→ **Set problem**
Locate every line below that contains the string "tire" and reproduce each of those lines in full.

→ **Input rows**

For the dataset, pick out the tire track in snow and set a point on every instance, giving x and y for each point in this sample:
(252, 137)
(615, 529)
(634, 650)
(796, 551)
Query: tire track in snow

==

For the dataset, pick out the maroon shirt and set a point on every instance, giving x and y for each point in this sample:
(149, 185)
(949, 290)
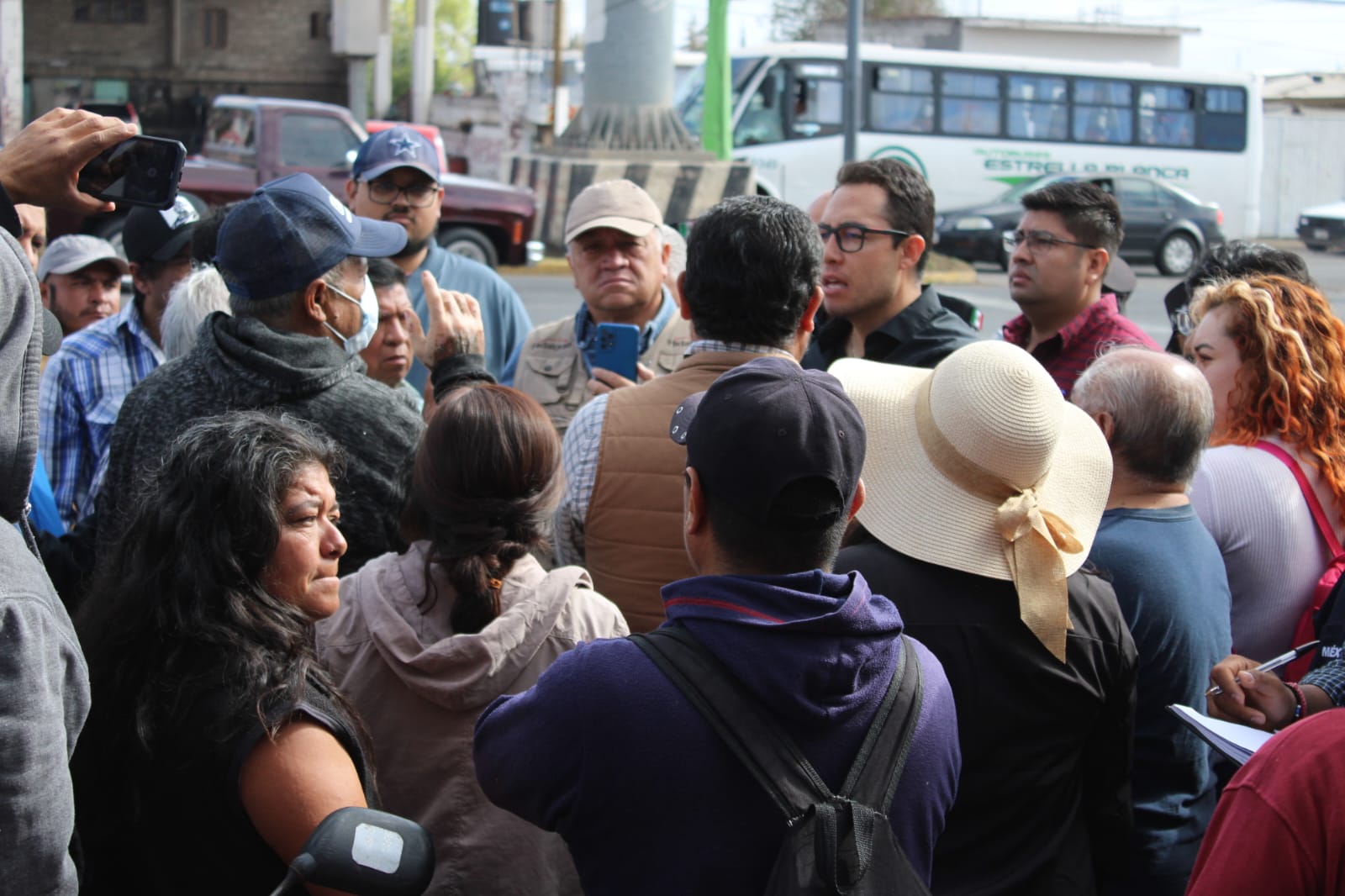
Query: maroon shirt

→ **Exercise answer**
For the dataset, pick out the tire track in snow and set a point on every instance, giving x and y for each point in this sample:
Query: tire track in snow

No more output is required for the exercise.